▸ Required task
Return the material exactly as supplied, apart from the pictures, which are omitted.

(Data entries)

☆ ☆ ☆ ☆ ☆

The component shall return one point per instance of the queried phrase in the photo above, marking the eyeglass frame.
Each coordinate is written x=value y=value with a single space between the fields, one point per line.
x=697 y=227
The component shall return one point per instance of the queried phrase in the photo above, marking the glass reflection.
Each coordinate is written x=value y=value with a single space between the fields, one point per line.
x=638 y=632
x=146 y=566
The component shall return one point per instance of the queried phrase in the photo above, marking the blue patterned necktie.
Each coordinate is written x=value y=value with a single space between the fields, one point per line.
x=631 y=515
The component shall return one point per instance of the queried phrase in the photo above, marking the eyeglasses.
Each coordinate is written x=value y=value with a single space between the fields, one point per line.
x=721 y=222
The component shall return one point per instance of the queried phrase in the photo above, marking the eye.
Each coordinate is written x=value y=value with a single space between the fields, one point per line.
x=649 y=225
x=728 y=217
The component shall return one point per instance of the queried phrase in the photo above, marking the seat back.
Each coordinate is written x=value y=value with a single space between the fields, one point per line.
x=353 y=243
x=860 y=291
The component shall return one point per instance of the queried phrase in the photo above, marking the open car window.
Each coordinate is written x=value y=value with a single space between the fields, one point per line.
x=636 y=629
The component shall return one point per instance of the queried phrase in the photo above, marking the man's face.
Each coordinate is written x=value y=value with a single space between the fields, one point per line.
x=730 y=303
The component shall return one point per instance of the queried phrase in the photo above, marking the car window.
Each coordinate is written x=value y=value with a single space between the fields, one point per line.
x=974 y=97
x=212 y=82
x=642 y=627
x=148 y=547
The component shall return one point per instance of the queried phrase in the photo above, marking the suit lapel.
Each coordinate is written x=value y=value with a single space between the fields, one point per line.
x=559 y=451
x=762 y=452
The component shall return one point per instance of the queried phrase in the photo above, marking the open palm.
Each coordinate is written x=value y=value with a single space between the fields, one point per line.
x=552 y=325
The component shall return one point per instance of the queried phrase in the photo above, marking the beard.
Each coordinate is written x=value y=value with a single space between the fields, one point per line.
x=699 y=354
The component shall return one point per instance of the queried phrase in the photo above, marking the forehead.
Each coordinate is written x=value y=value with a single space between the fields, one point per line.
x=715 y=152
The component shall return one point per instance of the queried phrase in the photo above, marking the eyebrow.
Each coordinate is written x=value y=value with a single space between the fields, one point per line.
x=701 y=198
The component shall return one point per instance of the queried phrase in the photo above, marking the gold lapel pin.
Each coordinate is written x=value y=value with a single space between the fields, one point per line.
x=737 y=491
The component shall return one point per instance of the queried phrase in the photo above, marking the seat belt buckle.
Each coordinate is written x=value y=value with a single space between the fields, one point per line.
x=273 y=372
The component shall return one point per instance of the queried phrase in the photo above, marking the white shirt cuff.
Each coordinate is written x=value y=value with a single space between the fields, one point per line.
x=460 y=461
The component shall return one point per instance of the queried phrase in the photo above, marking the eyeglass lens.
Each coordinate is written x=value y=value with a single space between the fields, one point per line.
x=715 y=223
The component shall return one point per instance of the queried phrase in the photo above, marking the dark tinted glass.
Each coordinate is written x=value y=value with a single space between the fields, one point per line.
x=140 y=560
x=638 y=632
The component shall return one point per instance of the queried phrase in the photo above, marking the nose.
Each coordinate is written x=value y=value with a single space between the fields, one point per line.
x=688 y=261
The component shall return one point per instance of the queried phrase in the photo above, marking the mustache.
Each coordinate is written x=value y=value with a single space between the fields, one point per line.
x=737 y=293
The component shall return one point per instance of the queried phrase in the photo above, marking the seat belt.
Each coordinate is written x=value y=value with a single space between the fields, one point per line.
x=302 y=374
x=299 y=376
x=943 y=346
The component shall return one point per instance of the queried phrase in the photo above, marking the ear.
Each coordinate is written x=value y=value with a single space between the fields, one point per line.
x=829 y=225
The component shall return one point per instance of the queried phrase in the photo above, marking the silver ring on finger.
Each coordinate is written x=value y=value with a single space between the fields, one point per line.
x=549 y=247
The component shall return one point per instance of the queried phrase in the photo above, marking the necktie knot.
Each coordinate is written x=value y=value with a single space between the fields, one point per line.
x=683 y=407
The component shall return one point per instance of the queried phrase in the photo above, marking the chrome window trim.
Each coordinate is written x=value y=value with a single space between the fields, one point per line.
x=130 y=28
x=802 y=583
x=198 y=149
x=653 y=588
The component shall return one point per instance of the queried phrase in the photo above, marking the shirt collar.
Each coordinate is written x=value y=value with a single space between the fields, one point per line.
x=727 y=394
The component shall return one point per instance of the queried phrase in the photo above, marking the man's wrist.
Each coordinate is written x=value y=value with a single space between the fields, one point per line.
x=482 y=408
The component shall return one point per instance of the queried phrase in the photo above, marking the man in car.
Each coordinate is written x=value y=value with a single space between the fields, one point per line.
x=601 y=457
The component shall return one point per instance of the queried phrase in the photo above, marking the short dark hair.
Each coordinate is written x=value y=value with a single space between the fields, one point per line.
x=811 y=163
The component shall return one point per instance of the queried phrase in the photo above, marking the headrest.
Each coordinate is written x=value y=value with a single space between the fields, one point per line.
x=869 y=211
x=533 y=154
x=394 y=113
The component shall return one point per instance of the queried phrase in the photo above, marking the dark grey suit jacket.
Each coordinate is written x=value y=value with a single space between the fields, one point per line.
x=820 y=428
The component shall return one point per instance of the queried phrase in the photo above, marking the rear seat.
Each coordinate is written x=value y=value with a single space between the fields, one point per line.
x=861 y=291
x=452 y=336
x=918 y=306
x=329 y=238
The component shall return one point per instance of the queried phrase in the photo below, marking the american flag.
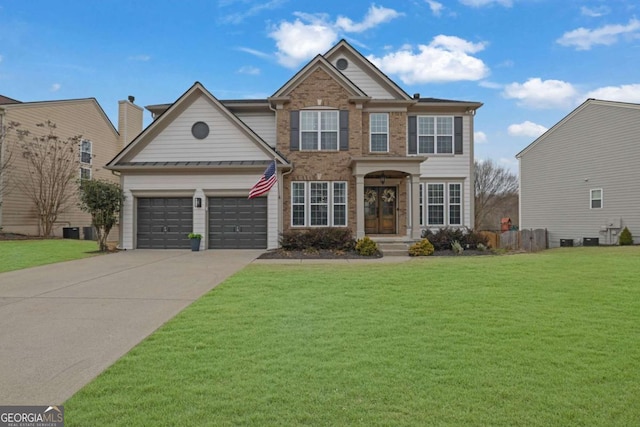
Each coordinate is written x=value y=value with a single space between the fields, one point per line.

☆ ☆ ☆ ☆ ☆

▸ Answer for the task
The component shall return one point per instance of the queried phrase in the photo above, marking the eyeglass frame.
Each coordinate is written x=value y=value with a single space between the fields, one point per line.
x=697 y=227
The component shall return one point per instance of the queried phrase in the photo above, marking the glass reflection.
Each coordinate is written x=value y=value with a single space between the fields, one point per line.
x=638 y=632
x=146 y=566
The component shall return one point per instance of the queried phrase in the photo above, marking the blue patterned necktie.
Each coordinate is written x=value y=value with a single space between the fields, one point per line.
x=631 y=515
The component shall return one point per instance of the queried phrase in the photo above, marking the eyeglasses.
Each coordinate is written x=value y=value with a single space between the fields, one point per line.
x=721 y=222
The component shall return one point per instance of the queried phrase in the photo above, marking the eye.
Each coordinate is written x=value y=value with a single space between the fields, one point per line.
x=649 y=225
x=728 y=217
The component shall return one point per instance of the queried phrase in the photo above, marking the seat back.
Each coordinate is written x=value y=value with a single space between the fields, one point per line.
x=353 y=243
x=860 y=291
The component shall return one point per instance of the queried phrase in the photo above, marking the open car window.
Each coordinate is written x=value y=value with a single space between the fields, one point per line.
x=636 y=629
The component shall return one point per instance of the queried phrase in the photo above, marking the man's face.
Each coordinate is written x=value y=value with a single space between the fields, one point per line.
x=730 y=303
The component shall return one point per instance of the queried phrase in the photo above, marking the car window.
Each coordinate is written x=value y=value with a single space between the fields, one point per line.
x=974 y=97
x=212 y=82
x=642 y=627
x=148 y=547
The component shall return one point per instance of the queried phrase in the photo above, marking the suit lapel.
Each coordinate is written x=value y=value with a single space between the fields, one point per line.
x=559 y=451
x=762 y=452
The component shall return one point per instance of the queried phrase in the photo above, marking the open palm.
Each coordinate is written x=value y=value with a single space between the fields, one point per line.
x=552 y=325
The component shall return one point per instance of the queried phrase in the photo above, marking the beard.
Each coordinate is written x=value y=value with a single space between the fields, one point per line.
x=699 y=354
The component shall return one point per instance of the queried phrase in the photo above, marking the forehead.
Each coordinate is written x=value y=value with a single space between the fields, one point per line.
x=715 y=152
The component shall return one point per instance of the queried phrase in the photo above, marking the eyebrow.
Each coordinate is written x=value y=value with a single space between the fields, one point per line.
x=701 y=198
The component shall return one point per instance of the queried phrase in the photo above, marking the gold lapel pin.
Each coordinate is written x=value y=value with a single space between the fields, one point per line.
x=737 y=491
The component shall return one point per instance of the queried phrase in the photo above, marking the seat belt buckle.
Each coordinate is written x=value y=value with a single space between the fields, one point per line.
x=273 y=372
The component shall return one point per instance of the queried phrase in the photo above, marking the white shirt cuff.
Each coordinate is written x=value y=value with a single space between the fields, one point per line.
x=460 y=461
The component shall return one point per instance of the queried phrase in the photo above, marking the eyeglass lens.
Each coordinate is written x=value y=value with a single space between the fields, one point per line.
x=715 y=223
The component shall return one point per instance of the queried phrase in the photo above, marking the dark tinted glass.
Each coordinate is written x=value y=value with a single space between the fields, one point per line.
x=140 y=560
x=638 y=632
The component shall return one point per instance of the queried phrase in the photo above, marking the nose.
Each coordinate is written x=value y=value with a single space between the fields, one point per line.
x=688 y=261
The component shall return one point per instance of the queried phrase in the photo above, marking the mustache.
Each coordinate is written x=value y=value with a single space between the fields, one point per line.
x=737 y=293
The component shall return one point per instance of the queried phrase in the photo above, marking the seat belt.
Each coordinate is written x=value y=value with a single space between the fields, one point per line.
x=302 y=374
x=299 y=376
x=943 y=346
The component shall return one point per instance of the queried phrase in the photo above, marking the ear.
Each coordinate is written x=value y=value with a single space between the fields, one point per line.
x=829 y=225
The component shall return one point per instance of the queried phrase in the photo above, marking the silver ring on finger.
Each coordinate is written x=value y=value with a single space between the fields, one point per line.
x=549 y=247
The component shall return one point per instance of the queried phrase in the photo above, marking the necktie knot.
Each coordinate is written x=value y=value with a single space between the fields, one point per line.
x=683 y=407
The component shall return one point per instance of the queried phrase in the photo above, marking the chrome window trim.
Each coordinate is written x=value y=value with a single space between the fields, one point per line.
x=130 y=28
x=802 y=583
x=198 y=149
x=653 y=588
The component shall return one point per instance of the queried phrase in the photo above, marking the shirt collar.
Each coordinate is written x=value y=value with a single space between the fields, one point per line.
x=727 y=394
The component shall return one point per instance of the queried phrase in the photo above, marking the man's wrist.
Each coordinate is written x=value y=value with a single space between the fields, one point per line.
x=482 y=408
The component shall return one point per instance of the queried phrase in the photo above, marking the man in car.
Each coordinate is written x=value y=value with a single space between the fields, one point per line.
x=601 y=457
The component shall return one point per instance of the queried phrase in the photo above, marking the short dark hair.
Each coordinate is written x=value y=value with a single space between the fields, one point per line.
x=811 y=163
The component shall return one point per instance of the queried phrase in the photo above, marking the headrest.
Each coordinate is written x=value y=value with a single space between the fields, one point per line.
x=869 y=211
x=533 y=154
x=394 y=113
The component shall return one point per instance of the queried phrase in the photo above, marking the dark grey suit jacket.
Each coordinate is written x=value y=value with a single space between the fields, one point per line.
x=820 y=428
The component shall return one point per instance of the queried phrase in the photo above, marking the rear seat.
Each coordinate is written x=value y=value with a single space between the fields, one point per line.
x=861 y=291
x=452 y=336
x=918 y=306
x=329 y=238
The component shall return one point per instance of the queried phrase in the photo below, marking the american flag.
Each coordinate is written x=value y=value with a single space between the fields, one point per line.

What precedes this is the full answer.